------ MATERIALS PROVIDED ------

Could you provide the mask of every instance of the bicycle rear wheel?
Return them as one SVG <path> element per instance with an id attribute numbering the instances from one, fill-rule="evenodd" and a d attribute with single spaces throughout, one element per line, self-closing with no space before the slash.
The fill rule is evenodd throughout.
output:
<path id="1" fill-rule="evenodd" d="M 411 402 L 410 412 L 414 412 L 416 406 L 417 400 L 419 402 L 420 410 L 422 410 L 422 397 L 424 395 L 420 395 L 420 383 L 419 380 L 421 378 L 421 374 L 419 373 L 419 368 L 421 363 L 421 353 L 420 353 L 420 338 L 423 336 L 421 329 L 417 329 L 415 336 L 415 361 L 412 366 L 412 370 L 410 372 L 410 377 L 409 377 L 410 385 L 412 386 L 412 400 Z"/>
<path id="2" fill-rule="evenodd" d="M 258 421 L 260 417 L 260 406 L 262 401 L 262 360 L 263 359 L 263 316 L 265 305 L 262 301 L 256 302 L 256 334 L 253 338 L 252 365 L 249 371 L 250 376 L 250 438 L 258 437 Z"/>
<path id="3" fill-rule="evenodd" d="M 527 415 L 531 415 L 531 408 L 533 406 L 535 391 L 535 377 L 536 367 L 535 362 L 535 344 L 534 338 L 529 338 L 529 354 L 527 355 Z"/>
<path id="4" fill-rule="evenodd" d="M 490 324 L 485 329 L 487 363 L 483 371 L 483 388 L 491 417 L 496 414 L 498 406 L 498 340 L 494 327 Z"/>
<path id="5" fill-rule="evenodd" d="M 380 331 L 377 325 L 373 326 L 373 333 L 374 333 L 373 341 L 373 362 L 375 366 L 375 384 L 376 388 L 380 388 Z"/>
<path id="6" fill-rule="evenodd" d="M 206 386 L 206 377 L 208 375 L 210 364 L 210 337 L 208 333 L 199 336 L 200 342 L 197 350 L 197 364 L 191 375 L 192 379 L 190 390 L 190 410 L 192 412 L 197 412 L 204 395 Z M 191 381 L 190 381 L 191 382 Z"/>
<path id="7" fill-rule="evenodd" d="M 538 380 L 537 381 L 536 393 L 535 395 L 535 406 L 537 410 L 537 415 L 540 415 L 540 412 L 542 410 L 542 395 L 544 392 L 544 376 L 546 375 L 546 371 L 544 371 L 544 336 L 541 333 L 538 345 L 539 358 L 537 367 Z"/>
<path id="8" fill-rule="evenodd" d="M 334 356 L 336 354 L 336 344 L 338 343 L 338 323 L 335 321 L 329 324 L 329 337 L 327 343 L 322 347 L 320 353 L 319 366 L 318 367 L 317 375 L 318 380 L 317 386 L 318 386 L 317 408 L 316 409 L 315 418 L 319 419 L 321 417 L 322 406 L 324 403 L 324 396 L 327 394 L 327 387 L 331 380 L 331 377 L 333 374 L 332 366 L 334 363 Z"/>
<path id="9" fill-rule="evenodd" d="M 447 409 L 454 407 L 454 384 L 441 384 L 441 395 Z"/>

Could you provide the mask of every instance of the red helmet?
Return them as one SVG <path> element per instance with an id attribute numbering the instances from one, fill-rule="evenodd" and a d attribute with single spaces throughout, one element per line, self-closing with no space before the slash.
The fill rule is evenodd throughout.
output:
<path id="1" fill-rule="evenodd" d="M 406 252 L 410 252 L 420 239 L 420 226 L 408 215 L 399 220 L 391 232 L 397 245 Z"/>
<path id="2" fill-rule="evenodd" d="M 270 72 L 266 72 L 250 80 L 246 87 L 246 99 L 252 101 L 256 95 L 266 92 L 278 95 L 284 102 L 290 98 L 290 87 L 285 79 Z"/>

------

> [AIM]: Print every line of the records above again, unchanged and in the same order, character for character.

> [TASK OUTPUT]:
Could you provide the mask of every instance of the bicycle rear wheel?
Return them as one SVG <path> element per instance with an id attribute numbering the instances from one, fill-rule="evenodd" and a d attribute with single spaces throughout, one element per line, self-closing with no space before the slash.
The fill rule is evenodd throughout.
output:
<path id="1" fill-rule="evenodd" d="M 411 402 L 410 412 L 414 412 L 416 406 L 417 400 L 419 402 L 420 410 L 422 410 L 422 397 L 424 395 L 420 395 L 420 383 L 419 380 L 421 378 L 421 374 L 419 373 L 419 368 L 421 363 L 421 353 L 420 353 L 420 338 L 423 336 L 421 329 L 417 329 L 415 336 L 415 361 L 412 366 L 412 370 L 410 372 L 410 377 L 409 377 L 410 385 L 412 386 L 412 400 Z"/>
<path id="2" fill-rule="evenodd" d="M 258 421 L 260 417 L 260 406 L 262 401 L 262 360 L 263 359 L 263 316 L 265 305 L 262 301 L 256 302 L 256 334 L 253 338 L 252 365 L 249 371 L 250 376 L 250 438 L 258 437 Z"/>
<path id="3" fill-rule="evenodd" d="M 527 415 L 531 415 L 531 408 L 533 406 L 535 391 L 535 377 L 536 367 L 535 362 L 535 344 L 534 338 L 529 338 L 529 354 L 527 355 Z"/>
<path id="4" fill-rule="evenodd" d="M 490 324 L 485 329 L 487 363 L 483 371 L 483 388 L 491 417 L 496 414 L 498 406 L 498 340 L 494 327 Z"/>
<path id="5" fill-rule="evenodd" d="M 380 331 L 377 325 L 373 326 L 373 333 L 374 333 L 373 341 L 373 362 L 375 366 L 375 384 L 376 388 L 380 388 Z"/>
<path id="6" fill-rule="evenodd" d="M 206 386 L 206 377 L 208 375 L 210 364 L 210 337 L 208 333 L 199 336 L 200 342 L 197 350 L 197 364 L 191 375 L 192 379 L 190 390 L 190 410 L 192 412 L 197 412 L 204 395 Z M 191 381 L 190 381 L 191 382 Z"/>
<path id="7" fill-rule="evenodd" d="M 538 380 L 537 381 L 536 393 L 535 395 L 535 406 L 537 410 L 537 415 L 540 415 L 540 412 L 542 410 L 542 395 L 544 392 L 544 376 L 546 375 L 546 371 L 544 371 L 544 336 L 541 333 L 538 345 L 539 358 L 537 367 Z"/>
<path id="8" fill-rule="evenodd" d="M 334 356 L 336 354 L 336 344 L 338 343 L 338 323 L 335 321 L 329 324 L 329 337 L 327 343 L 322 347 L 320 353 L 319 366 L 318 367 L 317 375 L 318 380 L 317 386 L 318 386 L 317 408 L 316 409 L 315 418 L 319 419 L 321 417 L 322 406 L 324 403 L 324 396 L 327 394 L 327 387 L 331 380 L 331 377 L 333 374 L 332 366 L 334 363 Z"/>
<path id="9" fill-rule="evenodd" d="M 447 409 L 454 407 L 454 384 L 441 384 L 441 395 Z"/>

Could you provide the mask of every instance of the red helmet?
Return them as one SVG <path> element per instance with an id attribute numbering the instances from one, fill-rule="evenodd" and a d attribute with single spaces throughout, one element per line, self-closing with no space before the slash.
The fill rule is evenodd throughout.
output:
<path id="1" fill-rule="evenodd" d="M 406 252 L 410 252 L 420 239 L 420 226 L 408 215 L 399 220 L 391 232 L 397 245 Z"/>
<path id="2" fill-rule="evenodd" d="M 270 72 L 266 72 L 250 80 L 246 87 L 246 99 L 252 101 L 256 95 L 266 92 L 278 95 L 284 102 L 290 98 L 290 87 L 285 79 Z"/>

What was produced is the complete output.